_Source text_:
Where: Fields 50, 53

What: Following work in 2013, both fields have lots of swamp timothy and smartweed. Field 50 and Field 53 have watergrass as well.

Impact this season: Abundant waterfowl plant foods will attract ducks.

Where: Field 69

What: This year, we combined most of the field’s two units to create a 62-acre wetland and filled in the deep areas to create ideal feeding conditions. We also added an 8-acre brood pond that will ultimately provide an excellent wood duck roost.

Impact this season: The soil will still be soft, and there will be large open water with two large upland blocks. The unit will have little feed this season.

Where: Field 86

What: This year, we renovated this field, adding a new swale system, pothole and island to the designated brood pond, and leveled uplands within two 10.5-acre units that will be used for food plots in the future. Seeding may take place this fall.

Impact this season: The brood pond has no cover and the ground will be soft, making walking difficult.


Where: Little Dry Creek blinds 1 and 2

What: This year, we removed deep and inconsistent areas, creating new potholes surrounding the blinds.

Impact this season: The earth around the blinds may be soft, but the surroundings should be easier to navigate. There was significant smartweed growth due to irrigation prior to construction.

Where: Howard Slough, unit 219

What: Last year, we constructed a new brood pond adjacent to the check station, refurbished the seasonal wetland just north of the check station and planted the upland areas with nesting cover.

Impact this season: Cover is marginal in the uplands due to a lack of spring rains. However, there are good pockets of cover in spots. The wetlands produced some brood this spring and will likely be flooded for fall.

3 Yolo Bypass and Delta


Where: North East 5 & 7a

What: Last year we added islands, swales, potholes and tules.

Impact this season: These two units are holding broods and molting waterfowl, with more cover created during construction.

Unit: Twin Lakes 73a

What: Last year, we added a new brood pond/permanent wetland in the western third of the existing pond to establish a permanent wetland; previously, it lacked a summer water source.

Impact this season: This pond is holding many broods and molting ducks with an increase in diversity of habitat.

Unit: Northeast blind area 3a & 3b

What: This year, we’re doing tule transplants and dividing the pond to achieve optimal water depth. Two blinds will be moved within the units to help improve hunting conditions.

Impact this season: Traditionally an open-water unit, this will remain pretty much the same, but with more tules and one new road.

Unit: Slaviches Pond

What: This year, we’re removing levees and relocating them for optimal water depth, which should help the hunting.

Impact this season: This unit is traditionally grazed before the season, so changes will be minimal in the interior.

4 Suisun Marsh


Where: Units 6a and 8b

What: This year, we burned and sprayed phragmites, but work had to stop when elk season began.

Impact this season: There will be about 20 percent more open water.

_Task statement_: Pick up the wetland habitat update after its last sentence and keep writing it. The material that comes next has nothing to do with the wetland habitat update.

_Collected data_:
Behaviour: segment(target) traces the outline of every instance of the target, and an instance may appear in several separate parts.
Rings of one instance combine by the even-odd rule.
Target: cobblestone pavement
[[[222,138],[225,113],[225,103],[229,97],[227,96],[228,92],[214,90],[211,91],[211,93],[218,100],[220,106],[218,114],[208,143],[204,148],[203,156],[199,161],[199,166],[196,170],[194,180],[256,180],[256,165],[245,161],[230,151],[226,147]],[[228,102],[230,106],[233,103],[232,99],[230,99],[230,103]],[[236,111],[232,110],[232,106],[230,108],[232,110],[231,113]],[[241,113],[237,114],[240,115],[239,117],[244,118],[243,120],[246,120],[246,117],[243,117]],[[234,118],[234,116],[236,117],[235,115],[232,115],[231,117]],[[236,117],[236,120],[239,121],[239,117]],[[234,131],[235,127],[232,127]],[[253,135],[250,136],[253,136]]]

_Task result_:
Where: Ponds 6A, 8B and 5

What: We’re removing unnecessary levees and improving existing levees.

Impact this season: The path you take to your hunting spots may have changed, and some roads will get very muddy after the first rains.

Where: Island Slough WA

What: Work in previous years is starting to pay off, with bulrush coming in and very little cocklebur coming back.

Impact this season: The places that look best are little out-of-the-way spots, ready to reward explorers.

DENVERTON (CWA-owned property)

Where: Throughout the hunt area.

What: Massive reconstruction: We installed three new tank blinds and filled in deep spots that kept people from hunting in some areas.

Impact this season: There are still plenty of food plants to attract waterfowl, but about 80 percent of the standing cover from last season is gone. We expect to see the payoff next year.

GRIZZLY RANCH (CWA-owned property)

Where: Hunt area

What: This year, we added two new blinds (E0 and G4), and replaced two standup blinds with floating blinds, G3 and G4, which are wheelchair accessible.

Impact this season: Hunters should enjoy the improved blinds.

5 Grasslands


Where: Salt Slough Unit, Field 50

What we did: Last year, we increased the pond area and filled in excessive deep spots to make hunting much easier.

Impact this season: Vegetation has grown in and the soil is much firmer, so the hunting experience should be much better this year.

Where: Gadwall Unit Expansion

What we did: This year, we restored uplands by de-leveling and seeding native vegetation.

Impact this season: The upland area will be at its best next spring, when there should be excellent cover for ground nesting birds including pheasants and waterfowl.

Where: Gadwall and China Island units

What: This year, we’re providing security fencing around pumps in the area because vandalism has been a major problem.

Impact this season: Deep well and lift pumps that supply water to wetlands throughout the area should remain operational.


Where: Island units

What: This year, we are re-grading an upland unit that will be planted with safflower, and working on a public use trail.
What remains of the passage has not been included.